EXCERPTED PASSAGE —
** BEGIN **
Yutong (600066.CH) - Overseas Market Expected to Unlock Growth Potential

Company Profile

Yutong Bus is a leading domestic bus manufacturer. Its products cover various market segments including long-distance coaches, tourist coaches, city buses, staff commuter buses, school buses, sightseeing buses, airport shuttle buses, autonomous microcirculation buses, and special-purpose vehicles, meeting market demands across different vehicle lengths from 5 metres to 18 metres. The company has maintained the number one sales volume of large and medium-sized buses in China for 22 consecutive years, securing its industry-leading position.

Investment Summary

Stable Growth in First Quarter Results
In the first quarter of 2025, Yutong Bus reported revenue of RMB6.42 billion (RMB, the same below), down 3.0% yoy, with net profit attributable to the parent company of RMB755 million, up 14.9% yoy, and net profit attributable to the parent company excluding non-recurring items of RMB642 million, up 12.5% yoy.
** END **
GIVEN INFORMATION —
** BEGIN **
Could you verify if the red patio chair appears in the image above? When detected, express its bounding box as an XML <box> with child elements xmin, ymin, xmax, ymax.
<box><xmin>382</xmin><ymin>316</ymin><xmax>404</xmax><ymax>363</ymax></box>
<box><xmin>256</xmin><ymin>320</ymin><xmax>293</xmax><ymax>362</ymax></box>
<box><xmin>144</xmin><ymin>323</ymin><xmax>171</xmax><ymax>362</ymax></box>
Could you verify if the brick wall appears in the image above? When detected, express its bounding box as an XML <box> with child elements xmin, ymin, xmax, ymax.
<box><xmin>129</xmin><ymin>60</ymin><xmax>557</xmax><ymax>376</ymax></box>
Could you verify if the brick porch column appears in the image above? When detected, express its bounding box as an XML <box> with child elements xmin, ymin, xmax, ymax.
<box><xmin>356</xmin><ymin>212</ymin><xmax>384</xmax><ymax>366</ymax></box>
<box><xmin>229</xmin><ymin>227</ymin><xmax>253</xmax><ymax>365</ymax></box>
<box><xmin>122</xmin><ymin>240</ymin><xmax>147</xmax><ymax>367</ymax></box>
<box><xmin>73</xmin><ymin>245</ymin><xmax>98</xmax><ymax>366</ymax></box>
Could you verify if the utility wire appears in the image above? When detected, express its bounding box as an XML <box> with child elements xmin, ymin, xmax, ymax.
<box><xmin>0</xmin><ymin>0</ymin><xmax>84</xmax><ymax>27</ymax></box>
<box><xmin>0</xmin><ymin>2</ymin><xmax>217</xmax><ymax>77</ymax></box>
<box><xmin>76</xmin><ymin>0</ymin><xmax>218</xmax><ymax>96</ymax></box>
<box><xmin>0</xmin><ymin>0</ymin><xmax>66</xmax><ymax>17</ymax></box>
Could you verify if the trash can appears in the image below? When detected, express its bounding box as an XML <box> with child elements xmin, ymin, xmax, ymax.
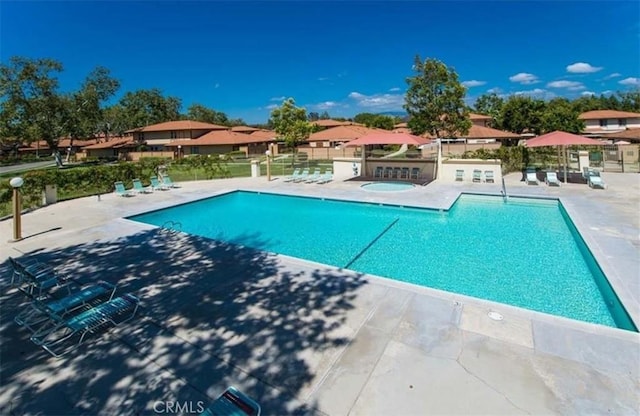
** END **
WORK TO DO — Reproduce the Yutong Bus passage above in full, word for word.

FULL OUTPUT —
Yutong (600066.CH) - Overseas Market Expected to Unlock Growth Potential

Company Profile

Yutong Bus is a leading domestic bus manufacturer. Its products cover various market segments including long-distance coaches, tourist coaches, city buses, staff commuter buses, school buses, sightseeing buses, airport shuttle buses, autonomous microcirculation buses, and special-purpose vehicles, meeting market demands across different vehicle lengths from 5 metres to 18 metres. The company has maintained the number one sales volume of large and medium-sized buses in China for 22 consecutive years, securing its industry-leading position.

Investment Summary

Stable Growth in First Quarter Results
In the first quarter of 2025, Yutong Bus reported revenue of RMB6.42 billion (RMB, the same below), down 3.0% yoy, with net profit attributable to the parent company of RMB755 million, up 14.9% yoy, and net profit attributable to the parent company excluding non-recurring items of RMB642 million, up 12.5% yoy.